Я не могу сейчас точно вспомнить, как этого добился Женовач. Я только помню, что он бегал из зрительного зала на сцену, показывал что-то, поправлял артистов — в те времена, когда он работал в Малом театре, у него было много сил. Он бегал туда-сюда и очень заряжал своей энергией, своей лёгкостью. И — в чём была его сила — вместе с артистом проживал весь спектакль. И важно, что тогда рядом был Саша Боровский. Я никогда не забуду момент, когда они принесли большие столы для застолья — новые такие, дубовые столы — и он с цепью ходил и бил по этим столам. Мы удивлялись: что он делает? А он старил фактуру. И она действительно получилась замечательной. Мы сидели за этим столом и говорили: «По-моему, ей сто пятьдесят, а может, и все двести лет». Вот такая фактура была.
Саша очень хорошие декорации сделал. Они долго их делали, ведь там все материалы настоящие. Некоторые наши художники говорили: ну зачем? Ну зачем настоящее, оно же такое тяжёлое — можно же сделать стенки из материи, нафактурить, и всё будет нормально. Нет. Я помню очень хорошо, как они, Женовач и Боровский, очень настойчиво отстаивали именно подлинную фактуру дерева. И паркет, и столы, и хрусталь, и пузырьки — важно, что всё это настоящее. И камин, который как будто по-настоящему горит, и тени на стенах.
О. А.: Помогала сценография вашему герою?

(Фрагменты набора данных для разметки точками)

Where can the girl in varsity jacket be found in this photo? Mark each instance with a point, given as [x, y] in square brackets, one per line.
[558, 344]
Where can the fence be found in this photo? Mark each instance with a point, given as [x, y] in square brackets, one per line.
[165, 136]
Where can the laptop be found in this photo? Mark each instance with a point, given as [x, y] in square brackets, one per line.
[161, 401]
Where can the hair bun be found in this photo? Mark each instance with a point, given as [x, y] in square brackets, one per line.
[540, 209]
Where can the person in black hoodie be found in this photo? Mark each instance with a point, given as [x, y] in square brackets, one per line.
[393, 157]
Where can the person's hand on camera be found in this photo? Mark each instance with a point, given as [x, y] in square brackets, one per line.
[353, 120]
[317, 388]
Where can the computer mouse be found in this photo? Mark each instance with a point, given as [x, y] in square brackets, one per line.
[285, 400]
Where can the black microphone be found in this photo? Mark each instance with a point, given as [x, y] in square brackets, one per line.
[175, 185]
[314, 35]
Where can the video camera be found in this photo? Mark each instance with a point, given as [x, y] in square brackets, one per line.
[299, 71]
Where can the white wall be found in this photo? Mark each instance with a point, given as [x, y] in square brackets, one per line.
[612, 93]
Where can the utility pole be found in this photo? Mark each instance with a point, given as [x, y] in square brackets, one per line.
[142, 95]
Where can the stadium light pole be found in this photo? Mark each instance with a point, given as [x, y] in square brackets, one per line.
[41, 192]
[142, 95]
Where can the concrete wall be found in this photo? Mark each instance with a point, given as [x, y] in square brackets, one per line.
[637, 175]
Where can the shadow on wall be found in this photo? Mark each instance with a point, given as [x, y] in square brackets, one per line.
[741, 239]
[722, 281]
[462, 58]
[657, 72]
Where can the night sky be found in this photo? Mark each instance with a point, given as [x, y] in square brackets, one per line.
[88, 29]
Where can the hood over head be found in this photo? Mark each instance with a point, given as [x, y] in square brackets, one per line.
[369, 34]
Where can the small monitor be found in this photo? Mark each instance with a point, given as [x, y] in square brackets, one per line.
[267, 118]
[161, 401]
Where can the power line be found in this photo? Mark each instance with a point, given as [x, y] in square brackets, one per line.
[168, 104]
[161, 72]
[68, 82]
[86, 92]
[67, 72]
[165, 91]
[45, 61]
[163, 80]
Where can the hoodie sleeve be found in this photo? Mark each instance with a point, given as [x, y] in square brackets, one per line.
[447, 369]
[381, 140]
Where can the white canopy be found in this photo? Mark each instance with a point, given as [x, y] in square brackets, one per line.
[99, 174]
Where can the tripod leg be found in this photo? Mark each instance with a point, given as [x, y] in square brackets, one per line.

Что сделать.
1) Перепишите текст о спектакле от слов «Саша очень хорошие» до слов «тени на стенах.» включительно, заменив «хрусталь» на «фарфор».
2) Что, по словам текста о спектакле, настойчиво отстаивали Женовач и Боровский?
3) Продолжите текст о спектакле после его последней фразы.

Ожидаемые ответы.
1)
Саша очень хорошие декорации сделал. Они долго их делали, ведь там все материалы настоящие. Некоторые наши художники говорили: ну зачем? Ну зачем настоящее, оно же такое тяжёлое — можно же сделать стенки из материи, нафактурить, и всё будет нормально. Нет. Я помню очень хорошо, как они, Женовач и Боровский, очень настойчиво отстаивали именно подлинную фактуру дерева. И паркет, и столы, и фарфор, и пузырьки — важно, что всё это настоящее. И камин, который как будто по-настоящему горит, и тени на стенах.

2) Подлинную фактуру дерева.

3)
В. Б.: Важно, что в спектакле практически открытая сцена — спрятаться не за что. Стоит стол, стулья, кресло. Как считается, так было у Мольера, в его театре. У него было просто пустое пространство, а главным было создать особую среду. Сделать эту среду удобной для актёра, для импровизации, для вот этой любви, о которой я говорил, для этого броска в зрительный зал, притягивания зрительного зала на сцену. Среда в «Мнимом больном» совершенно свободна — можно и так и эдак строить внутри неё мизансцены. Сергей Васильевич создал среду, в которой удобно играть. Это то, что забыто давно, и это всё такие простые вещи. Понятно, что каждый артист — и Титова, и Глушенко, и Подгородинский (Глеб Подгородинский — Клеант. — Прим. ред.), и Низовой (Виктор Низовой — Томас Диафуарус. — Прим. ред.), и Носик (Владимир Носик — доктор Диафуарус. — Прим. ред.) — несёт свою атмосферу. Но нужно же ещё перелить свою атмосферу в другую атмосферу, а там ещё прибавить третью — и это всё отдать в зрительный зал, и в этом всём самим щедро купаться, жить, работать, смеяться, плакать, танцевать — всё что угодно. Поэтому ты не можешь ходить твёрдо по сцене: ты всё равно должен быть лёгким. Как Фоменко говорил, должно быть «лёгкое дыхание» — замечательные слова, над которыми сейчас смеются, потому что всё это превращается… Не важно. Но это очень трудно. Вообще, сохранить детскость в актёрской профессии по-настоящему, не имитируя наив, искренность — безумно трудно. Это кропотливая работа.
О. А.: В спектакле в какой-то момент слуги медленно-медленно выносят стулья и ставят их на сцене не в ряд, а в кучу какую-то. Что это означает?
В. Б.: Это находка Женовача. Он где-то это уже использовал. А, точно, во «Владимире III степени» (спектакль поставлен в «Мастерской Петра Фоменко» в 1991 году. — Прим. ред.). Там слуги ходят тоже медленно, он оттуда перетащил этот приём. Они так вот медленно ходят, медленно разносят стулья — живут в каком-то другом, придуманном мире. Они всё время отдыхают.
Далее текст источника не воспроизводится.